RECORDS FOR THE TASK Block Start
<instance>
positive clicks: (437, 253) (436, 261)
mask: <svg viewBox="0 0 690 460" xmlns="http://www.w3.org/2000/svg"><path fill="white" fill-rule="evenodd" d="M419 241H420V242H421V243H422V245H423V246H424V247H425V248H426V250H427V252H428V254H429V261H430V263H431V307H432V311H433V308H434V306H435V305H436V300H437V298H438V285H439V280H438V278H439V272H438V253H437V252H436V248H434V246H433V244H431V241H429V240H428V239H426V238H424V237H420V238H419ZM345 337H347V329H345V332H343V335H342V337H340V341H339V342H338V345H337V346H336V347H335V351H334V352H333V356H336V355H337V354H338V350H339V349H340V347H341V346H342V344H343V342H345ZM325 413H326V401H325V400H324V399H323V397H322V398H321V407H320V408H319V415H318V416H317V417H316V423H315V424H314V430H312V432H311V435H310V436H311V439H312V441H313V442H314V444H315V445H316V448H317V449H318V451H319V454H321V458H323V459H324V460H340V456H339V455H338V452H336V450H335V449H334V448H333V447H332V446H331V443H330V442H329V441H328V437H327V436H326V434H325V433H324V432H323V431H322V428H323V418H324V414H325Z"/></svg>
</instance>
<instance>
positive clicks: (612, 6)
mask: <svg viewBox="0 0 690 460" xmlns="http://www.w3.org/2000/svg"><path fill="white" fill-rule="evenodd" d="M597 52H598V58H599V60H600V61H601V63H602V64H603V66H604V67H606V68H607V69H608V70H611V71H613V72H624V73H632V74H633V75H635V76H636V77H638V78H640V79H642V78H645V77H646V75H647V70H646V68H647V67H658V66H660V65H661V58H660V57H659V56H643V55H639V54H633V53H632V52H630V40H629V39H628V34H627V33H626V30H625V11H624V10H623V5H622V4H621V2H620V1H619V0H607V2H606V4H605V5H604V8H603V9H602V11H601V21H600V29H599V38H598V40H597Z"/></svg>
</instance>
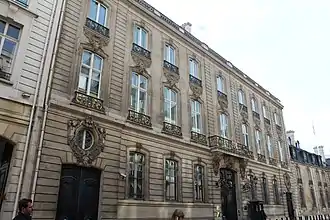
RECORDS FOR THE TASK Block End
▶ **EXERCISE**: Render every line of the records above as a JSON list of strings, one string per line, skipping blank lines and leaving out the pictures.

▶ **WRITTEN SOLUTION**:
[
  "<instance>",
  "positive clicks: (437, 253) (436, 261)",
  "mask: <svg viewBox=\"0 0 690 460\" xmlns=\"http://www.w3.org/2000/svg\"><path fill=\"white\" fill-rule=\"evenodd\" d=\"M419 241H420V242H421V243H422V245H423V246H424V247H425V248H426V250H427V252H428V254H429V261H430V263H431V307H432V311H433V308H434V306H435V305H436V300H437V298H438V285H439V280H438V278H439V272H438V253H437V252H436V248H434V246H433V244H431V241H429V240H428V239H426V238H424V237H420V238H419ZM345 337H347V329H345V332H343V335H342V337H340V341H339V342H338V345H337V346H336V347H335V351H334V352H333V356H336V355H337V354H338V350H339V349H340V347H341V346H342V344H343V342H345ZM325 413H326V401H325V400H324V399H323V397H322V398H321V407H320V408H319V415H318V416H317V417H316V423H315V424H314V430H312V432H311V435H310V436H311V439H312V441H313V442H314V444H315V445H316V448H317V449H318V451H319V454H321V458H323V459H324V460H340V456H339V455H338V452H336V450H335V449H334V448H333V447H332V446H331V443H330V442H329V441H328V437H327V436H326V434H325V433H324V432H323V431H322V428H323V418H324V414H325Z\"/></svg>",
  "</instance>",
  "<instance>",
  "positive clicks: (612, 6)",
  "mask: <svg viewBox=\"0 0 690 460\" xmlns=\"http://www.w3.org/2000/svg\"><path fill=\"white\" fill-rule=\"evenodd\" d=\"M597 52H598V58H599V60H600V61H601V63H602V64H603V66H604V67H606V68H607V69H608V70H611V71H613V72H624V73H632V74H633V75H635V76H636V77H638V78H640V79H642V78H645V77H646V75H647V70H646V68H647V67H658V66H660V65H661V58H660V57H659V56H643V55H639V54H633V53H632V52H630V40H629V39H628V34H627V33H626V30H625V11H624V10H623V5H622V4H621V2H620V1H619V0H607V2H606V4H605V5H604V8H603V9H602V11H601V21H600V29H599V38H598V40H597Z\"/></svg>",
  "</instance>"
]